= Beginning of Section =
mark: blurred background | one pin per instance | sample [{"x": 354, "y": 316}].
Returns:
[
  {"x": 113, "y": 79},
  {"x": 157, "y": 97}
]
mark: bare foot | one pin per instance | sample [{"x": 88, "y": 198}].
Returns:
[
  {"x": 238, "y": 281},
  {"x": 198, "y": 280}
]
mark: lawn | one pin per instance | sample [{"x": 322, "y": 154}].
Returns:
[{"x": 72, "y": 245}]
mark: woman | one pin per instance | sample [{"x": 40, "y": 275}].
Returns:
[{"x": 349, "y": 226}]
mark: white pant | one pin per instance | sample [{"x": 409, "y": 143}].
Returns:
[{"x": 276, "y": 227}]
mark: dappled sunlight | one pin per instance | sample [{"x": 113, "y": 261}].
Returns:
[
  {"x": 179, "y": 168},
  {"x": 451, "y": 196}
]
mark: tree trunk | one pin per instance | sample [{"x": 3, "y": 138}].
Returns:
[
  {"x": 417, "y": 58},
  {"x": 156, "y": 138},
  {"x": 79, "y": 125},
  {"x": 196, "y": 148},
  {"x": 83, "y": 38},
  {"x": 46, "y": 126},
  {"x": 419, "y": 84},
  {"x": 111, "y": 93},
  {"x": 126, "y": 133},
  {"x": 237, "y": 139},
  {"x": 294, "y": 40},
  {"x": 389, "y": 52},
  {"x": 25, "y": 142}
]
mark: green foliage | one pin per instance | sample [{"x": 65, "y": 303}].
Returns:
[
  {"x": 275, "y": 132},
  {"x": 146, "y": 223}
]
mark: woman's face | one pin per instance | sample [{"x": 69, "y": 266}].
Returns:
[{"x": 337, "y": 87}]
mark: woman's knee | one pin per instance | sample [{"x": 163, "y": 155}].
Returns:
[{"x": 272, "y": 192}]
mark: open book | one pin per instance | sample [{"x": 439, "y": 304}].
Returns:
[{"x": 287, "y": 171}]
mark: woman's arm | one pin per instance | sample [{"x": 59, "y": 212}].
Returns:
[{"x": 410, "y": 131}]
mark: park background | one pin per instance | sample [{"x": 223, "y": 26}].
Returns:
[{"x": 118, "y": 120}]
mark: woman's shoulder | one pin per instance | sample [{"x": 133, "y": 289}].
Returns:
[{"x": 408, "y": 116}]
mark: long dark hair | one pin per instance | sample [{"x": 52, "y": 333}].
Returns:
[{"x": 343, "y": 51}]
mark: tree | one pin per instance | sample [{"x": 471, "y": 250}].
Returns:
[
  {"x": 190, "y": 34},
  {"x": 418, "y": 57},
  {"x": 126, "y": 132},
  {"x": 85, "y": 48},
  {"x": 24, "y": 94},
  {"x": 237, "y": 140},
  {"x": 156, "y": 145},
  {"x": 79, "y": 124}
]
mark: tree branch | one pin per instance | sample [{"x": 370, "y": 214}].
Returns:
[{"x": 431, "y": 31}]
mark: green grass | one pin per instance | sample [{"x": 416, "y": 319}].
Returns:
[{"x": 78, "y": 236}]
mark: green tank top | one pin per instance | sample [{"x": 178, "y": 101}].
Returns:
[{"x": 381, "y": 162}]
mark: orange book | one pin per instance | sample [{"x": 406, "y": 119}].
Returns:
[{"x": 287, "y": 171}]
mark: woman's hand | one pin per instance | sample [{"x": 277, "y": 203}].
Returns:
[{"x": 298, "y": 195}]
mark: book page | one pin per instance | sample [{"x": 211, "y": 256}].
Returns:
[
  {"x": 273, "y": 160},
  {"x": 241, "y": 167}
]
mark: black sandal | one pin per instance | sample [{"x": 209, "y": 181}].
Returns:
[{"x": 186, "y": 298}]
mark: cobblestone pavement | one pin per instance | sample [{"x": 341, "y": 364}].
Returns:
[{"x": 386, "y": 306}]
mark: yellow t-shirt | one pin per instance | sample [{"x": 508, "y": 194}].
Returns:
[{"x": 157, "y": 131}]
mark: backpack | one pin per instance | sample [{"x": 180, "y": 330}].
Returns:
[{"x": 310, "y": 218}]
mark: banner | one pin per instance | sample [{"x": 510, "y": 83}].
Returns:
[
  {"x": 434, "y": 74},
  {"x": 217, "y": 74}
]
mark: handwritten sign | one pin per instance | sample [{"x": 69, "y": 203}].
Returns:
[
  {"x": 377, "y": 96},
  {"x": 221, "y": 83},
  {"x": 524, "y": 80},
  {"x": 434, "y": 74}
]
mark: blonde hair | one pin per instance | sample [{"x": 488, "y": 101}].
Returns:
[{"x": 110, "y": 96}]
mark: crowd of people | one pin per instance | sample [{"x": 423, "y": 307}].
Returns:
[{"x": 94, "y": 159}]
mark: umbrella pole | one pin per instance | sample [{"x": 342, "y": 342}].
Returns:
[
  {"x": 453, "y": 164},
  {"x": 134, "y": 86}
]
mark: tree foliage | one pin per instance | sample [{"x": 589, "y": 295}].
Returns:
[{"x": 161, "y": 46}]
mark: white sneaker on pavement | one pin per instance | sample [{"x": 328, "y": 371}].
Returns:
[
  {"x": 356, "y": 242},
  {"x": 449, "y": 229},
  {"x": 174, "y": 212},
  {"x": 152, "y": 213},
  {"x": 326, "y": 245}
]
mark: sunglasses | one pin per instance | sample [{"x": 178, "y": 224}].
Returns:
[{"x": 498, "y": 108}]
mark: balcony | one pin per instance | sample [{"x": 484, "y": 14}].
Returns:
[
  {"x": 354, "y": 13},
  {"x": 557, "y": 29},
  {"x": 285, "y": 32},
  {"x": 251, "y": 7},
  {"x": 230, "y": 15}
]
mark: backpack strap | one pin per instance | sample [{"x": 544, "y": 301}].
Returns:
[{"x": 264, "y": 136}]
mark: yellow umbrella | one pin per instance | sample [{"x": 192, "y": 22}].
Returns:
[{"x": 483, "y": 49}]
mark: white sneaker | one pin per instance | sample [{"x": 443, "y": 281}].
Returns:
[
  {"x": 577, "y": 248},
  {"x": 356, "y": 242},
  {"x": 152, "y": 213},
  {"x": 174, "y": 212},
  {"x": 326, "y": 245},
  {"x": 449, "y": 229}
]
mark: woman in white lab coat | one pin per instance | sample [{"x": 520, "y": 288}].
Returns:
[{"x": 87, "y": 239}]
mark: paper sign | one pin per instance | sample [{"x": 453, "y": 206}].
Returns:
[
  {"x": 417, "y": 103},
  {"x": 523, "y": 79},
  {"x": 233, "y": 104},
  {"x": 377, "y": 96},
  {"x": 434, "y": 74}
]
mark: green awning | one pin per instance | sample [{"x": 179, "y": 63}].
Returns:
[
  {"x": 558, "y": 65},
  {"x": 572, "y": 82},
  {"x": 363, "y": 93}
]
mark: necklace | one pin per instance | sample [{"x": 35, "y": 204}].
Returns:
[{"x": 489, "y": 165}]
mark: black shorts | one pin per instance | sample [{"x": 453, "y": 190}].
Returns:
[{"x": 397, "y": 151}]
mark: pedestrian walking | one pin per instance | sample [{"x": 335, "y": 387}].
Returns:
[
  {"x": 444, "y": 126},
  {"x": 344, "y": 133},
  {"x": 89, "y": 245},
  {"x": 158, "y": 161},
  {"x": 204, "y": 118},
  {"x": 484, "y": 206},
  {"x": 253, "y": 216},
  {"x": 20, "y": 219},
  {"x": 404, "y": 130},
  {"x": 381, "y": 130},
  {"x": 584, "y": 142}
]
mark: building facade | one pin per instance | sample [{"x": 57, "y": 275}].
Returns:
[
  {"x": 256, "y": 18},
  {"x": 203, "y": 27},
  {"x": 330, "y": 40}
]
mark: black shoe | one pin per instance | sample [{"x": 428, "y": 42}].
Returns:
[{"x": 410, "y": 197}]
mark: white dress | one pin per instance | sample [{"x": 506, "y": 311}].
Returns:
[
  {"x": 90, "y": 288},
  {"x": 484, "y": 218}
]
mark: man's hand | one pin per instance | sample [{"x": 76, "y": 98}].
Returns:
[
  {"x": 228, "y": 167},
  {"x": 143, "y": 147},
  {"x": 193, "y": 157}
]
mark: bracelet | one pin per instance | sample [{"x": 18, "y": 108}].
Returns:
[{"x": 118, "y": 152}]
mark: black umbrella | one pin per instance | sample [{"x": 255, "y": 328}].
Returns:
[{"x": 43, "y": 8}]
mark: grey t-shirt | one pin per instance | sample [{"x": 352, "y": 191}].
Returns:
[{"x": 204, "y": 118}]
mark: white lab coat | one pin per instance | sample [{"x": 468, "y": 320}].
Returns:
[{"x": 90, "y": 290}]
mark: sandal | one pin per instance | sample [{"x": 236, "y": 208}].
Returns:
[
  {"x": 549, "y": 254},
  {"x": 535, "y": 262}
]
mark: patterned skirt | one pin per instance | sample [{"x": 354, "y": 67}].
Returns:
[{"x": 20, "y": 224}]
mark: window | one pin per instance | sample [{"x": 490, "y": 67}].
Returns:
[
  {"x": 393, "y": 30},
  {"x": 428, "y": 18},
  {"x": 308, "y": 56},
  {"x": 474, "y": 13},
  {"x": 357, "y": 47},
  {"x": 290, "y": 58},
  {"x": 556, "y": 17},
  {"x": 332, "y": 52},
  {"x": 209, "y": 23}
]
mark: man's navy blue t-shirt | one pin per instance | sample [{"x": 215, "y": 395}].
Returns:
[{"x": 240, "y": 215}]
= End of Section =
(Problem details) Only the lines holding the word "umbrella" belong in the answer; copy them from the listing above.

(Exercise answer)
mark: umbrella pole | one pin per instance | sample [{"x": 342, "y": 342}].
mark: yellow umbrella | one pin per instance | sample [{"x": 192, "y": 22}].
mark: black umbrella | one pin per instance | sample [{"x": 255, "y": 328}].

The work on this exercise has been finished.